ASSIGNMENT.
Nothing in the listing below should change; retype it as is.
[Opening TASK INPUTS section]
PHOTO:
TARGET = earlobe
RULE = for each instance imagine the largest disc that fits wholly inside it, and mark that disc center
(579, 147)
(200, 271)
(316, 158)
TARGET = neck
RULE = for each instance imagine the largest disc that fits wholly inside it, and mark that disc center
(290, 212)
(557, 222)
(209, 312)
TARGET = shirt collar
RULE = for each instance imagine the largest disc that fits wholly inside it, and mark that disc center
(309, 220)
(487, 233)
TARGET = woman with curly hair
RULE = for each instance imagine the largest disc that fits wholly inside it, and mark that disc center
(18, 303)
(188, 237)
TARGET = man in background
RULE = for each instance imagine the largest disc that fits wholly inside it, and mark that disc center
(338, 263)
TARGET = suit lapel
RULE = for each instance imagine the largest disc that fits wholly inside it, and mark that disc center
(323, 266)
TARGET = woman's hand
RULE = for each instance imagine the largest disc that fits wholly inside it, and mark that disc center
[Closing TASK INPUTS section]
YOUR SOLUTION.
PHOTO:
TARGET = earlobe
RULE = for each instance imagine the largest disc that fits wholly inside it, and mark that disc center
(579, 147)
(200, 271)
(316, 158)
TARGET = neck
RULE = for each instance imagine the largest disc that fits wholly inside it, and mark that disc center
(290, 212)
(557, 222)
(209, 312)
TARGET = shirt collar
RULE = for each instance imagine the largest disc that fits wholly inside it, and mark that disc center
(309, 220)
(487, 233)
TARGET = woman with curly hair
RULE = for each instance imagine the largest disc that fits wholly inside it, and mark that disc center
(18, 303)
(188, 237)
TARGET = man in background
RULE = for each instance imagine the largest disc that fits wholly inside it, and mark that disc center
(338, 263)
TARGET = suit lapel
RULE = for each instance imagine the largest disc that fits wholly inside it, and mark that disc center
(323, 266)
TARGET = woman's hand
RULE = for each instance imagine the largest disc that fits wholly inside it, and mark that disc center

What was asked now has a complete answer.